(Assignment) Your answer should be the lines of the material that include the word "bush".

(Dataset entries)
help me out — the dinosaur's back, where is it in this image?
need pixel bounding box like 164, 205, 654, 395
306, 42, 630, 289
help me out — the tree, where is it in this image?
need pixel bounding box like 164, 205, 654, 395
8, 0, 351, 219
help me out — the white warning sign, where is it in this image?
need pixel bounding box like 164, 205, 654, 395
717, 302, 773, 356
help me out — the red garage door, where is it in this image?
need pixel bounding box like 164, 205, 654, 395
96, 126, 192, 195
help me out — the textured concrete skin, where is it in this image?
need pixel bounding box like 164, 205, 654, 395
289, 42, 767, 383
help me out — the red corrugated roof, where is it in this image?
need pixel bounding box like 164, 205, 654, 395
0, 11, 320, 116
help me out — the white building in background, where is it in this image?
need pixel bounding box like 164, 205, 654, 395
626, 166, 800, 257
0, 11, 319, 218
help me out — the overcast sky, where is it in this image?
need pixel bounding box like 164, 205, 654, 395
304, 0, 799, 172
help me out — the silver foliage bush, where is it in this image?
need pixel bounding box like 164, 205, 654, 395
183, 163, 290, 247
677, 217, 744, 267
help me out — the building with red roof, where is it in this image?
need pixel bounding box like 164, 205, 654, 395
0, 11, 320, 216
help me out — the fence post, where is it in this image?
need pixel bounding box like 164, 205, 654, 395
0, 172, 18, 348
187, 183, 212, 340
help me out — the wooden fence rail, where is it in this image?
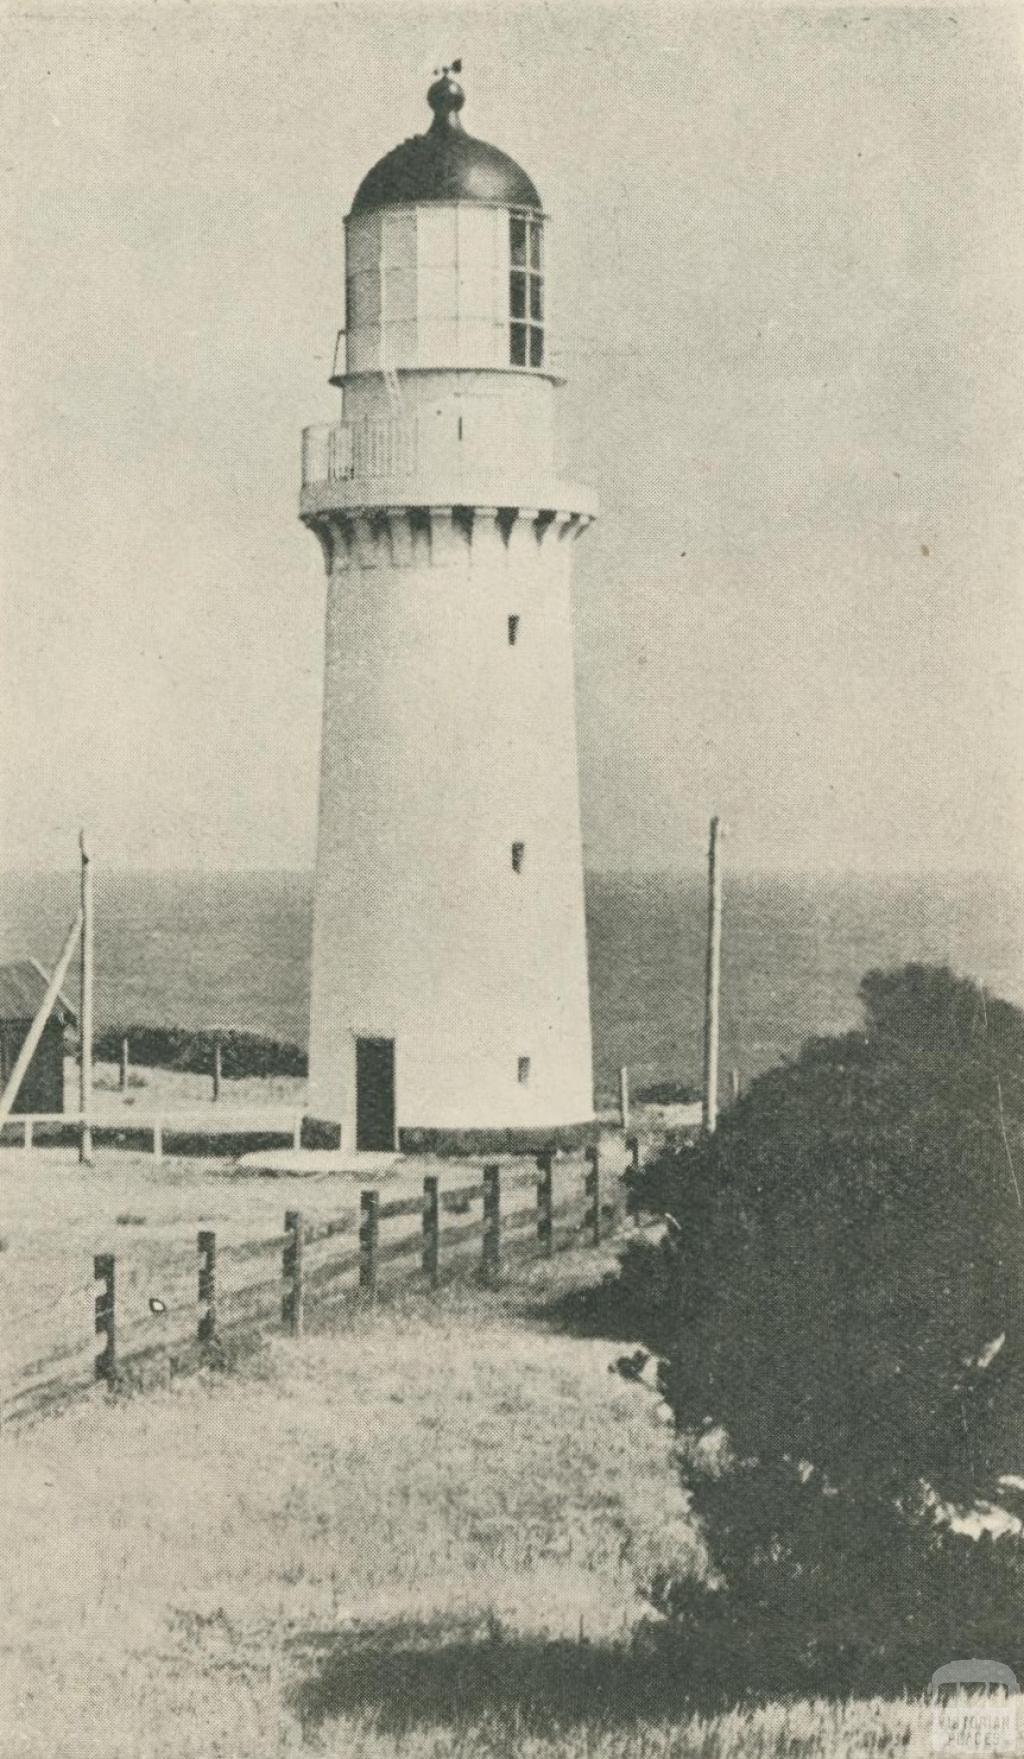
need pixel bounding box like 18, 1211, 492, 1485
5, 1148, 627, 1426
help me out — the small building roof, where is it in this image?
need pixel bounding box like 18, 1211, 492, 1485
0, 959, 77, 1026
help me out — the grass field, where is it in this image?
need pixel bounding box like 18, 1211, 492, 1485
1, 1145, 372, 1384
0, 1132, 614, 1388
1, 1240, 966, 1759
1, 1092, 640, 1393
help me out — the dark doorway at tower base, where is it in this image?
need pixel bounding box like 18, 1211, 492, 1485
356, 1036, 397, 1151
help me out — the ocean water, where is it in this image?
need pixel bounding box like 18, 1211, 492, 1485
1, 869, 1020, 1099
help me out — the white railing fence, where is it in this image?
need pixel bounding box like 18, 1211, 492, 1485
302, 417, 419, 488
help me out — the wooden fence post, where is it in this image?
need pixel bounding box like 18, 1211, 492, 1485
198, 1230, 216, 1343
360, 1190, 379, 1296
282, 1210, 303, 1336
152, 1119, 163, 1163
618, 1065, 630, 1134
212, 1036, 222, 1103
94, 1253, 116, 1385
22, 1117, 32, 1152
422, 1175, 439, 1287
536, 1151, 553, 1258
292, 1111, 302, 1151
482, 1164, 501, 1283
120, 1035, 130, 1094
584, 1144, 602, 1246
625, 1135, 641, 1223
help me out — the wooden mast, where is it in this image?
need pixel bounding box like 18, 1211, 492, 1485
701, 816, 723, 1135
79, 831, 94, 1165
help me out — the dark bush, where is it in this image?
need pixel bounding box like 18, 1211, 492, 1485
93, 1025, 307, 1081
633, 1081, 700, 1106
625, 963, 1024, 1677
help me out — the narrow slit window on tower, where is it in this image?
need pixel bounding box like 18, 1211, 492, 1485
518, 1056, 531, 1086
511, 841, 525, 874
508, 614, 520, 646
509, 213, 543, 369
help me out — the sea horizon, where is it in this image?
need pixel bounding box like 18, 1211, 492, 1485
2, 867, 1020, 1099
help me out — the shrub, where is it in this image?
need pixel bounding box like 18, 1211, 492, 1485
633, 1080, 700, 1106
93, 1025, 307, 1081
628, 964, 1024, 1677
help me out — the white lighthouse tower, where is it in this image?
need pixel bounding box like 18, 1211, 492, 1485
300, 68, 597, 1152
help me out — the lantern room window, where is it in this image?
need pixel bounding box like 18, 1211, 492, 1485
510, 214, 543, 368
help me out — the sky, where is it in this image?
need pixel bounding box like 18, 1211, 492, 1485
1, 0, 1021, 875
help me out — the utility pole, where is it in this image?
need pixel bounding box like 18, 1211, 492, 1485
79, 831, 94, 1165
701, 816, 723, 1136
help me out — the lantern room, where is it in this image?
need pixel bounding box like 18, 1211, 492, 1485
335, 68, 550, 380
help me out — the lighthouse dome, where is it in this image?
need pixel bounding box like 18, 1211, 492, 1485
350, 70, 542, 216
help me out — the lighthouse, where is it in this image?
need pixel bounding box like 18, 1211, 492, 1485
300, 68, 597, 1152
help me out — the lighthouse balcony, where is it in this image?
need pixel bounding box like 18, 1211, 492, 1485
300, 416, 597, 520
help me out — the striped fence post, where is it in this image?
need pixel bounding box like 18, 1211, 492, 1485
584, 1144, 602, 1246
94, 1253, 116, 1385
282, 1210, 304, 1337
359, 1191, 379, 1296
198, 1230, 217, 1343
536, 1151, 553, 1258
422, 1175, 439, 1287
482, 1164, 501, 1283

(Exercise result)
help me out — the silver foliage bush, where is it in this image?
help me out — the dark bush, where is it in this image?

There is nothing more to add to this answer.